Samia Chreim a été nommé Professeure Ian Telfer en Études des organisations de soins de santé. Ses recherches aident à mieux comprendre la dynamique du changement organisationnel, de l’intégration des organisations et de la collaboration entre professionnels. Elle a dit récemment que l’évolution future des organismes de santé demandera notamment des coalitions gagnantes de professionnels ayant des compétences et des ressources complémentaires.
En quoi les organisations de soins de santé sont-elles différentes des autres types d’organisation?
SC : Les pressions sont grandes, actuellement, pour que le système de soins de santé devienne plus performant. On demande fréquemment aux professionnels de ce secteur de s’adapter ou de modifier leur façon de travailler pour prodiguer de meilleurs soins aux patients. Mais les professionnels de la santé doivent atteindre différents objectifs professionnels; ils ont des rôles, des cultures et des intérêts différents. Les conflits sont inévitables.
Imaginez qu’une autorité sanitaire confie une procédure particulière à un groupe. Un autre groupe en était exclusivement responsable jusqu’à là. Quiconque perçoit une perte d’autonomie ou de pouvoir risque de résister énergiquement au changement.
D’autres changements deviennent problématiques simplement parce qu’ils dérangent les pratiques habituelles. Prenons l’exemple de la déclaration des incidents concernant la sécurité des patients. Un hôpital dont l’unité de soins primaires a mis en place un système efficace pour ce faire pourrait souhaiter que ce système soit adopté par une autre unité, l’équipe de santé mentale par exemple. Cela s’avérera parfois impossible du fait des différences de cultures et de pratiques professionnelles.
Que peuvent faire les gestionnaires pour faire en sorte que les changements nécessaires soient mis en œuvre?

- MATÉRIEL FOURNI

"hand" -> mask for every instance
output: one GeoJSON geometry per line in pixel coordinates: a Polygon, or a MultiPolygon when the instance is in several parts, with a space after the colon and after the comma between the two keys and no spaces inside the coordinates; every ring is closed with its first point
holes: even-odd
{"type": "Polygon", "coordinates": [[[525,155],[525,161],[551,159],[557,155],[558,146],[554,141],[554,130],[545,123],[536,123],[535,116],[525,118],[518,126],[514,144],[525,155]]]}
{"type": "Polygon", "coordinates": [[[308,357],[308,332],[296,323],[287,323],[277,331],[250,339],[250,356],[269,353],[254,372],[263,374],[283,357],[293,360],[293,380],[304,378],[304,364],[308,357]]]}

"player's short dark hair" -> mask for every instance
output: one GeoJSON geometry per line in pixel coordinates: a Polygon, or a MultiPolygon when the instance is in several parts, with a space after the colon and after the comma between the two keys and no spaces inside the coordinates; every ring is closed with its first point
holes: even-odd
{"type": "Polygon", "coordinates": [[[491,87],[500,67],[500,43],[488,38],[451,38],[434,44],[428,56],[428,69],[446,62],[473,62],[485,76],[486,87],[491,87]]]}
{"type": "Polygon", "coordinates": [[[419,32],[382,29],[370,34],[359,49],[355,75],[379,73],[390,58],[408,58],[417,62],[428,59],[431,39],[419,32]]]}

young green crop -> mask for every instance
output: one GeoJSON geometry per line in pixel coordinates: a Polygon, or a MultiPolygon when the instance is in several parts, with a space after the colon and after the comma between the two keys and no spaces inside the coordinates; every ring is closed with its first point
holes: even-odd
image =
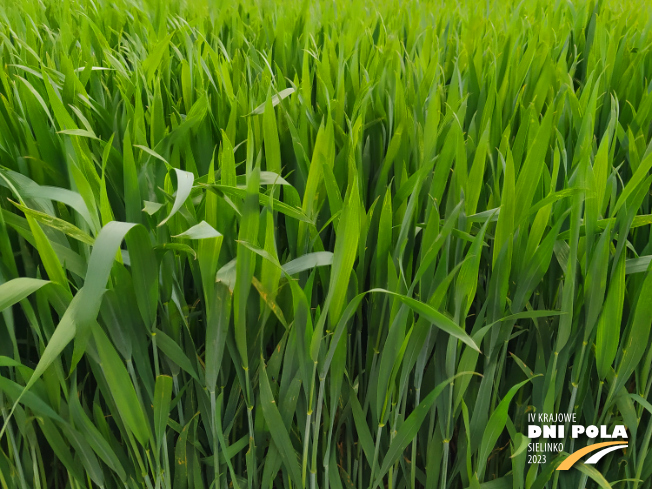
{"type": "Polygon", "coordinates": [[[645,2],[0,15],[0,487],[652,488],[645,2]]]}

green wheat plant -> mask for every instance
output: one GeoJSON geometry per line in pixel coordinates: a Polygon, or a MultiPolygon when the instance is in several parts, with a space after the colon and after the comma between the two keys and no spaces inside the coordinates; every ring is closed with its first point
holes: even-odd
{"type": "Polygon", "coordinates": [[[7,0],[0,57],[2,489],[652,488],[646,2],[7,0]]]}

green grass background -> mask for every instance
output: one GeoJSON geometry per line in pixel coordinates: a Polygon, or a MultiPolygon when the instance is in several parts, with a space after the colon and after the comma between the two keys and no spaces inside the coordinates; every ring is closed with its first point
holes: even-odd
{"type": "Polygon", "coordinates": [[[0,19],[0,487],[652,487],[646,2],[0,19]]]}

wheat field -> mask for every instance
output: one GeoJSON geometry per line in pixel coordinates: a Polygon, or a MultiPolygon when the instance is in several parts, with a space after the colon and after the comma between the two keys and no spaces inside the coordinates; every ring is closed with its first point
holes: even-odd
{"type": "Polygon", "coordinates": [[[0,19],[0,487],[652,488],[652,6],[0,19]]]}

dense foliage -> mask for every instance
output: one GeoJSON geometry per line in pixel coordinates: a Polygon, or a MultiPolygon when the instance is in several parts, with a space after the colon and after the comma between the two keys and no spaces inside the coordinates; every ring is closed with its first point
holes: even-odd
{"type": "Polygon", "coordinates": [[[0,486],[652,487],[650,7],[212,3],[0,7],[0,486]]]}

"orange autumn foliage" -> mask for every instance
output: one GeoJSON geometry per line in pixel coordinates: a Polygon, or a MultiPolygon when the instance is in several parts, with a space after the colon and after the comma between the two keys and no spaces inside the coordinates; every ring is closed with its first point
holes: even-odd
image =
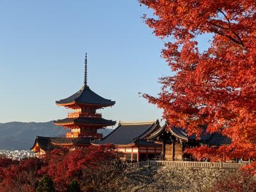
{"type": "Polygon", "coordinates": [[[154,10],[143,17],[168,42],[162,55],[175,72],[160,79],[157,97],[144,97],[189,134],[207,125],[232,138],[230,145],[188,150],[198,159],[256,159],[256,1],[139,1],[154,10]],[[211,45],[200,52],[196,38],[205,34],[211,45]]]}

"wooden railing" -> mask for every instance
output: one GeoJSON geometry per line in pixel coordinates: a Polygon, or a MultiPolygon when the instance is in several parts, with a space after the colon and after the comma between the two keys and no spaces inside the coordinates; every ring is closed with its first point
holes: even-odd
{"type": "Polygon", "coordinates": [[[120,168],[137,168],[143,166],[193,167],[209,168],[239,168],[248,163],[221,163],[221,162],[196,162],[196,161],[145,161],[138,163],[119,164],[120,168]]]}

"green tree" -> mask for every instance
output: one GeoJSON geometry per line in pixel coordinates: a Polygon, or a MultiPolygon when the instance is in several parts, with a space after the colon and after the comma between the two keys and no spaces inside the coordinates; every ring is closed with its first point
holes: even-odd
{"type": "Polygon", "coordinates": [[[68,185],[67,192],[80,192],[80,186],[76,179],[73,179],[68,185]]]}
{"type": "Polygon", "coordinates": [[[39,181],[36,192],[54,192],[55,191],[53,182],[48,175],[44,175],[39,181]]]}

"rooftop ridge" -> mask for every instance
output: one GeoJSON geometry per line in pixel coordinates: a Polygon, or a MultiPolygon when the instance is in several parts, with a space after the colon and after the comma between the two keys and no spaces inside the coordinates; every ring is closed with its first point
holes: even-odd
{"type": "Polygon", "coordinates": [[[154,123],[157,122],[156,120],[150,120],[150,121],[138,121],[138,122],[122,122],[120,121],[119,124],[121,125],[147,125],[147,124],[152,124],[154,123]]]}

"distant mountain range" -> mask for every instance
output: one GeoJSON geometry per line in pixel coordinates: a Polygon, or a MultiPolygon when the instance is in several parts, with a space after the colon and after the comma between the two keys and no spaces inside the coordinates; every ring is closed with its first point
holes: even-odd
{"type": "MultiPolygon", "coordinates": [[[[112,131],[113,129],[104,129],[99,130],[99,132],[106,136],[112,131]]],[[[67,132],[67,129],[54,125],[53,122],[0,124],[0,149],[29,149],[36,136],[61,137],[67,132]]]]}

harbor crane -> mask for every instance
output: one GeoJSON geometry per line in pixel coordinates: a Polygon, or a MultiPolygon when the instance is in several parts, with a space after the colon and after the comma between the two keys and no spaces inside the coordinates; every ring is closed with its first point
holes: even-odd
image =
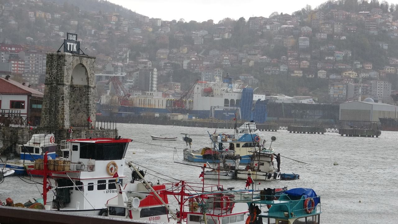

- CONSIGNES
[1] Dans l'entretien, quel exemple illustre un changement qui dérange les pratiques habituelles ?
[2] Recopiez le passage de l'entretien qui commence par « En quoi les » et se termine par « énergiquement au changement. ».
Vous n'avez pas besoin de la liste.

- RÉPONSES PAR CONSIGNE
[1] La déclaration des incidents concernant la sécurité des patients.

[2]
En quoi les organisations de soins de santé sont-elles différentes des autres types d’organisation?
SC : Les pressions sont grandes, actuellement, pour que le système de soins de santé devienne plus performant. On demande fréquemment aux professionnels de ce secteur de s’adapter ou de modifier leur façon de travailler pour prodiguer de meilleurs soins aux patients. Mais les professionnels de la santé doivent atteindre différents objectifs professionnels; ils ont des rôles, des cultures et des intérêts différents. Les conflits sont inévitables.
Imaginez qu’une autorité sanitaire confie une procédure particulière à un groupe. Un autre groupe en était exclusivement responsable jusqu’à là. Quiconque perçoit une perte d’autonomie ou de pouvoir risque de résister énergiquement au changement.